## Task goal:
Retype the rows below word for word, starting with the line that contains "Where can the side" and going on through the last line of the rows.

## Given records:
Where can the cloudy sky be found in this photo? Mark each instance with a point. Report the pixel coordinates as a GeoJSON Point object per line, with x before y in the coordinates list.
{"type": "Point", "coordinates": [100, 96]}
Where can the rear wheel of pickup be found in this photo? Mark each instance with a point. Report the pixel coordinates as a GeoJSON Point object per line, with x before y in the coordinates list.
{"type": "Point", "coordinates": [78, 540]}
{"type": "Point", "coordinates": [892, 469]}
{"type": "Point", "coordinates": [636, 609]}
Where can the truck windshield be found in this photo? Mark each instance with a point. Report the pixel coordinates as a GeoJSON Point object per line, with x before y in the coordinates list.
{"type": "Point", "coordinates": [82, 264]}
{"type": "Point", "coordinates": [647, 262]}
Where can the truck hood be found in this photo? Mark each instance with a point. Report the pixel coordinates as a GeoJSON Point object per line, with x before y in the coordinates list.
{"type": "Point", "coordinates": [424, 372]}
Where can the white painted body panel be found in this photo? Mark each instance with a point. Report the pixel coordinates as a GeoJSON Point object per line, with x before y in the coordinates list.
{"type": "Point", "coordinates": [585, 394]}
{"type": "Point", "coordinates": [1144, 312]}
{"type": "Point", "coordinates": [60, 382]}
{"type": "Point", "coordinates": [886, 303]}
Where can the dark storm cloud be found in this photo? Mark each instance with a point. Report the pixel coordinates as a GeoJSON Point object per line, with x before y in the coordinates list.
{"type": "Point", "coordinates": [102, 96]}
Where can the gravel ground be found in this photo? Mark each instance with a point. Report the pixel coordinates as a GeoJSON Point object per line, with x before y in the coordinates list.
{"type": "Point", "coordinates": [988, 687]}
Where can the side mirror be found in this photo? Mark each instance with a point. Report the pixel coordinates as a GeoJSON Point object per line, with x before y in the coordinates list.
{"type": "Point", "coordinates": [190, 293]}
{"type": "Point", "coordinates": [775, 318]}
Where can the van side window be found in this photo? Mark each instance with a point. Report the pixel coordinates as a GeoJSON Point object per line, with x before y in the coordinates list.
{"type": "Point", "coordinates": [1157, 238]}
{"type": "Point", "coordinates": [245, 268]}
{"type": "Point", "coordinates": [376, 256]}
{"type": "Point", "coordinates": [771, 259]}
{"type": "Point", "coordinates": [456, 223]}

## Result of this task:
Where can the side mirror be found in this photo? Mark each instance with a point. Report the pixel coordinates as a GeoJSON Point object per line, with x before y in the coordinates list.
{"type": "Point", "coordinates": [190, 293]}
{"type": "Point", "coordinates": [775, 318]}
Where can the van side window be found in this photo? Mark each instance with a point. Report the pixel coordinates as a GeoJSON Point object per line, with x before y in the coordinates list.
{"type": "Point", "coordinates": [1157, 238]}
{"type": "Point", "coordinates": [245, 268]}
{"type": "Point", "coordinates": [376, 256]}
{"type": "Point", "coordinates": [771, 259]}
{"type": "Point", "coordinates": [456, 223]}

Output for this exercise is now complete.